> [WHAT THIS TASK INVOLVES] Copy out the records again. Change nothing.

────────────────────

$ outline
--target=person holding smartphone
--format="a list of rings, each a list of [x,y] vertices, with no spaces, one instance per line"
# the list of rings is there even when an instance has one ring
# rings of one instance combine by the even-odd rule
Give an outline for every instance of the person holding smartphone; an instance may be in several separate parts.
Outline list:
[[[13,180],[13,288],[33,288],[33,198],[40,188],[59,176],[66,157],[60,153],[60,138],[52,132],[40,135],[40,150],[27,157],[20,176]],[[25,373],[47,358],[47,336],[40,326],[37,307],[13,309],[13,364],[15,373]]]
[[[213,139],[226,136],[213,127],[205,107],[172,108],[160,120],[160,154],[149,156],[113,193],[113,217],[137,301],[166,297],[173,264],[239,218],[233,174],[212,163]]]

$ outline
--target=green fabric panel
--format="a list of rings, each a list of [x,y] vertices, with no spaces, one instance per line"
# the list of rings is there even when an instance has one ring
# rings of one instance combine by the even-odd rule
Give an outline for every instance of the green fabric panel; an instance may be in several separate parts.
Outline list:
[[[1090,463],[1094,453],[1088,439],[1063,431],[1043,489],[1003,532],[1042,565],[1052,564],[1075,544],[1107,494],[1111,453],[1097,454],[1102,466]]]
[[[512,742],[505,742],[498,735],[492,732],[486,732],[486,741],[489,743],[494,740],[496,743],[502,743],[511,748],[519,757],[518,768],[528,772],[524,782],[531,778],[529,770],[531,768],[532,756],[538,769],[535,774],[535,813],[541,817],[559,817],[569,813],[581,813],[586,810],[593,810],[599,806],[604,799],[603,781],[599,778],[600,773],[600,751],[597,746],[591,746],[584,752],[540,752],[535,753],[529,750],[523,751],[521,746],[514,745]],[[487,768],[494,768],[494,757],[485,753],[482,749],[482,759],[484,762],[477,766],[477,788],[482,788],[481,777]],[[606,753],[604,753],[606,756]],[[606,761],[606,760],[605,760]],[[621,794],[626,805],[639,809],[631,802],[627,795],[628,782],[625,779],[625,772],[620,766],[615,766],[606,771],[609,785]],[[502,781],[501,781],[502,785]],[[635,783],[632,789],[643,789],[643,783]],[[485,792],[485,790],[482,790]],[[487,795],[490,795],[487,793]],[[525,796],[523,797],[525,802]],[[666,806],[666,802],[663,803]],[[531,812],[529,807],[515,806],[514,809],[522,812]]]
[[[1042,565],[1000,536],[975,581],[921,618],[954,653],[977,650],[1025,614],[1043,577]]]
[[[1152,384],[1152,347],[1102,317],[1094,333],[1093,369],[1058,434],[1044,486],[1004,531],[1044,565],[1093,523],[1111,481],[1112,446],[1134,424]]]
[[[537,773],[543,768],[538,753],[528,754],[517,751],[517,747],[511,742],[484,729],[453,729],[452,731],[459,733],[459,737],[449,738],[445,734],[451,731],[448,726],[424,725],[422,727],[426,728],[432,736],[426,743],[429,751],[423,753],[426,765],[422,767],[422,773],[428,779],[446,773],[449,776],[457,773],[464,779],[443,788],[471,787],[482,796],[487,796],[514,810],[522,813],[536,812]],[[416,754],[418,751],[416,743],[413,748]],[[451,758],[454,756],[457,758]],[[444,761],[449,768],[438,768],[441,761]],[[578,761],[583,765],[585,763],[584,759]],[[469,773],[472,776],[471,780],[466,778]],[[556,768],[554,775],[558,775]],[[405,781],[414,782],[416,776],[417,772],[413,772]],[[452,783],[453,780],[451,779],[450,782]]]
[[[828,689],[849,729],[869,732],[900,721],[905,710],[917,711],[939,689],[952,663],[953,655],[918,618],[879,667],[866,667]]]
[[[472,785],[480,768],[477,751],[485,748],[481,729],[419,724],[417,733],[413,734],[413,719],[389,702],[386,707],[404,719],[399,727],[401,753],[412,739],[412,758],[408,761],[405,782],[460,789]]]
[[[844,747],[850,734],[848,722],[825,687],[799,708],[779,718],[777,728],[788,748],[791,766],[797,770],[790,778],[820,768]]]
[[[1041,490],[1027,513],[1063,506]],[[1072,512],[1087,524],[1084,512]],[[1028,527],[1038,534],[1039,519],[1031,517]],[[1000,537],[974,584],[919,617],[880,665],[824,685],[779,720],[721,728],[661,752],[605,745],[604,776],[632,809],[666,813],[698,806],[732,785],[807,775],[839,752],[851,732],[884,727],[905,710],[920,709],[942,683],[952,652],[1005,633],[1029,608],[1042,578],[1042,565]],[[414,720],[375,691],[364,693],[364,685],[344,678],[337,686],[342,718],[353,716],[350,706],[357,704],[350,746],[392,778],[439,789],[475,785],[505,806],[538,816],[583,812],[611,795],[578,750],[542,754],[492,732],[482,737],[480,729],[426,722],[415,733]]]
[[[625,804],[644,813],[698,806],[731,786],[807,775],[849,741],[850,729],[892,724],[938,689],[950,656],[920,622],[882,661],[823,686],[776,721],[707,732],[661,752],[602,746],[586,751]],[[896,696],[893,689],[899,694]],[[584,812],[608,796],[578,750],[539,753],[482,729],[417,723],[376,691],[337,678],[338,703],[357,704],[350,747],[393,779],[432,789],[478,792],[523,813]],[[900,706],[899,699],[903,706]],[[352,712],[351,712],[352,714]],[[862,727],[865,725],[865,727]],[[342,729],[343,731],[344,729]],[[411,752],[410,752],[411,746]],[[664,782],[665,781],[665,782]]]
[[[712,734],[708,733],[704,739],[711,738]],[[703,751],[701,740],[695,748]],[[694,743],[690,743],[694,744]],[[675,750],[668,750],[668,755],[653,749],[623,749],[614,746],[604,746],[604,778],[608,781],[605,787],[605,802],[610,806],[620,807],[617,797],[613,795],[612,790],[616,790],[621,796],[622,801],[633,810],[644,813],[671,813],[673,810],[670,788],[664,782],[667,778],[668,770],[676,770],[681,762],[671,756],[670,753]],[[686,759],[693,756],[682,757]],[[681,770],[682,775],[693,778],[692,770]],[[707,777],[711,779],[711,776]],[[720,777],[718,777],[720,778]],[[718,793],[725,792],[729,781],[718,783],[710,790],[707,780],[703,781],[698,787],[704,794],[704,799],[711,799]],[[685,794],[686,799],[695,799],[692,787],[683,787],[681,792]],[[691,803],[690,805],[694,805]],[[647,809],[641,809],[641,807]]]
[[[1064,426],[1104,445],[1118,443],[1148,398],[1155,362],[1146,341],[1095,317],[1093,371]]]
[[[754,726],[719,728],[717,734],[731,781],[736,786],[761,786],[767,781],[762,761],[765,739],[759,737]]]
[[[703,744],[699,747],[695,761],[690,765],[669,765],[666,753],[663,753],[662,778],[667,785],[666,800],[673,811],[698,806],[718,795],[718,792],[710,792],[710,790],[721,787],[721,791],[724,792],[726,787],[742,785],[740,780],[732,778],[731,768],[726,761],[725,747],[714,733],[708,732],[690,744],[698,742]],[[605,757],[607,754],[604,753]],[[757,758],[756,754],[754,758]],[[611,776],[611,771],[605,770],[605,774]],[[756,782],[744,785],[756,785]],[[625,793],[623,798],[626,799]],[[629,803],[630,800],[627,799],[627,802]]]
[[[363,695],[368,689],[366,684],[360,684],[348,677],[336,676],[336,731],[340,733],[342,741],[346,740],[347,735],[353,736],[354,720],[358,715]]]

────────────────────

> [YOUR SOLUTION]
$ outline
--target=person holding smartphone
--format="a list of rings, each a list of [x,y] vertices, with no spaces, one instance per line"
# the list of rings is there even when an instance has one ring
# rings of one instance combine by the even-odd rule
Give an outline for every instance of the person holding smartphone; an instance may be in several separate parts.
Outline list:
[[[13,180],[13,288],[33,288],[33,198],[40,188],[59,176],[66,157],[60,153],[60,138],[52,132],[40,135],[40,150],[27,157],[20,176]],[[25,373],[47,358],[47,336],[40,326],[37,307],[13,309],[13,364],[15,373]]]
[[[213,139],[226,136],[213,127],[205,107],[172,108],[160,120],[160,154],[149,156],[113,193],[113,217],[137,301],[166,297],[173,264],[239,218],[233,174],[212,163]]]

$ outline
--target=green fabric panel
--format="a list of rings, each a list of [x,y] vertices, with no spaces, one instance per line"
# the list of rings is there even when an instance has one ring
# rings of one instance combine by the even-odd rule
Give an outline for every instance of the green fabric panel; an instance may be in several separate parts.
Outline list:
[[[1090,463],[1094,453],[1088,439],[1063,431],[1043,489],[1003,532],[1042,565],[1052,564],[1075,544],[1107,494],[1111,453],[1097,454],[1102,466]]]
[[[512,742],[505,742],[498,735],[492,732],[486,732],[486,741],[489,743],[494,740],[496,743],[502,743],[511,748],[519,757],[518,768],[528,772],[524,782],[531,778],[529,770],[531,768],[532,756],[538,769],[535,774],[535,813],[541,817],[559,817],[569,813],[581,813],[586,810],[593,810],[599,806],[604,799],[603,781],[599,778],[600,773],[600,751],[597,746],[591,746],[584,752],[540,752],[535,753],[529,750],[523,751],[521,746],[514,745]],[[487,768],[494,768],[494,757],[485,753],[482,749],[482,759],[484,762],[477,766],[477,788],[482,788],[481,777]],[[606,753],[604,753],[606,756]],[[606,761],[606,760],[605,760]],[[621,794],[626,805],[639,809],[631,802],[627,795],[628,782],[625,779],[625,772],[620,766],[615,766],[606,771],[609,785]],[[502,781],[501,781],[502,785]],[[635,783],[632,789],[643,789],[643,783]],[[485,792],[485,790],[482,790]],[[487,795],[490,795],[487,793]],[[525,796],[523,797],[525,802]],[[666,806],[666,802],[663,803]],[[531,812],[529,807],[515,806],[514,809],[522,812]]]
[[[1042,565],[1000,536],[975,581],[921,618],[954,653],[977,650],[1025,614],[1043,577]]]
[[[1152,384],[1152,347],[1102,317],[1094,333],[1093,369],[1058,434],[1044,486],[1004,531],[1044,565],[1093,523],[1111,481],[1112,446],[1134,424]]]
[[[537,773],[543,768],[538,753],[528,754],[517,751],[517,747],[511,742],[484,729],[453,729],[452,731],[459,733],[459,737],[449,738],[445,734],[451,731],[448,726],[424,725],[422,727],[426,728],[432,736],[426,743],[429,751],[423,753],[426,765],[422,767],[422,773],[428,779],[446,773],[449,776],[457,773],[464,779],[443,788],[471,787],[482,796],[487,796],[514,810],[522,813],[536,812]],[[416,754],[418,751],[416,743],[413,748]],[[451,758],[454,756],[457,758]],[[444,761],[449,768],[438,768],[441,761]],[[578,761],[583,765],[585,763],[584,759]],[[469,773],[472,776],[471,780],[466,778]],[[556,768],[554,775],[558,775]],[[405,781],[414,782],[416,776],[417,772],[413,772]],[[452,783],[453,780],[451,779],[450,782]]]
[[[828,689],[849,729],[869,732],[900,721],[905,710],[917,711],[939,689],[952,663],[953,655],[918,618],[879,667],[866,667]]]
[[[472,785],[480,768],[477,751],[485,748],[481,729],[419,724],[417,733],[413,734],[413,719],[389,702],[386,707],[404,719],[399,727],[401,753],[412,739],[412,758],[408,761],[405,782],[460,789]]]
[[[844,747],[850,734],[848,722],[825,687],[799,708],[779,718],[777,728],[788,748],[791,766],[797,770],[790,778],[820,768]]]
[[[1041,490],[1027,513],[1063,506]],[[1072,512],[1087,524],[1084,512]],[[1028,527],[1038,534],[1039,519],[1031,517]],[[1000,537],[974,584],[919,617],[880,665],[824,685],[779,720],[721,728],[661,752],[605,745],[604,776],[632,809],[666,813],[698,806],[732,785],[807,775],[839,752],[851,732],[884,727],[905,710],[920,709],[942,683],[952,652],[1005,633],[1029,608],[1042,578],[1042,565]],[[414,720],[375,691],[364,693],[364,685],[344,678],[337,686],[342,718],[353,716],[350,706],[357,704],[350,746],[392,778],[439,789],[475,785],[505,806],[538,816],[583,812],[611,795],[578,750],[542,754],[492,732],[482,737],[480,729],[426,722],[415,733]]]
[[[625,804],[644,813],[698,806],[731,786],[807,775],[849,741],[850,729],[892,724],[938,689],[950,656],[920,622],[882,661],[823,686],[776,721],[707,732],[661,752],[602,746],[586,751]],[[896,696],[893,689],[899,694]],[[584,812],[608,796],[578,750],[539,753],[482,729],[417,723],[376,691],[337,678],[338,703],[357,704],[350,747],[393,779],[432,789],[478,792],[523,813]],[[900,706],[899,699],[903,706]],[[352,712],[351,712],[352,714]],[[862,727],[865,725],[865,727]],[[342,729],[343,731],[344,729]],[[411,752],[410,752],[411,746]],[[664,782],[665,781],[665,782]]]
[[[712,734],[708,733],[704,739],[711,738]],[[703,751],[701,740],[695,748]],[[694,743],[690,743],[694,744]],[[675,750],[668,750],[668,755],[653,749],[623,749],[614,746],[604,746],[604,778],[608,781],[605,787],[605,802],[610,806],[620,807],[617,797],[613,795],[612,790],[616,790],[621,796],[622,801],[633,810],[644,813],[671,813],[673,810],[670,788],[664,782],[667,778],[668,770],[676,770],[681,762],[671,756],[670,753]],[[686,759],[693,756],[682,757]],[[681,770],[682,775],[693,778],[692,770]],[[707,777],[711,779],[711,776]],[[720,777],[718,777],[720,778]],[[718,793],[725,792],[729,781],[718,783],[710,790],[707,780],[703,781],[698,787],[704,794],[704,799],[711,799]],[[685,794],[686,799],[695,799],[692,787],[683,787],[681,792]],[[691,803],[690,805],[694,805]],[[647,809],[641,809],[641,807]]]
[[[1064,426],[1104,445],[1118,443],[1148,398],[1155,362],[1146,341],[1095,317],[1093,371]]]
[[[754,726],[719,728],[717,734],[731,781],[736,786],[761,786],[767,781],[762,761],[765,739],[759,737]]]
[[[703,744],[699,747],[695,761],[690,765],[669,765],[666,753],[663,753],[662,778],[667,785],[666,800],[673,811],[698,806],[718,795],[718,792],[710,792],[710,790],[721,787],[721,791],[724,792],[726,787],[742,785],[740,780],[732,778],[731,768],[726,761],[725,747],[714,733],[708,732],[690,744],[698,742]],[[605,757],[607,754],[604,753]],[[757,758],[756,754],[754,758]],[[611,776],[611,771],[605,770],[605,774]],[[756,782],[744,785],[756,785]],[[625,793],[623,798],[626,799]],[[629,803],[630,800],[627,799],[627,802]]]
[[[363,695],[368,689],[366,684],[360,684],[348,677],[336,676],[336,731],[340,733],[342,741],[346,740],[347,735],[353,736],[354,720],[358,715]]]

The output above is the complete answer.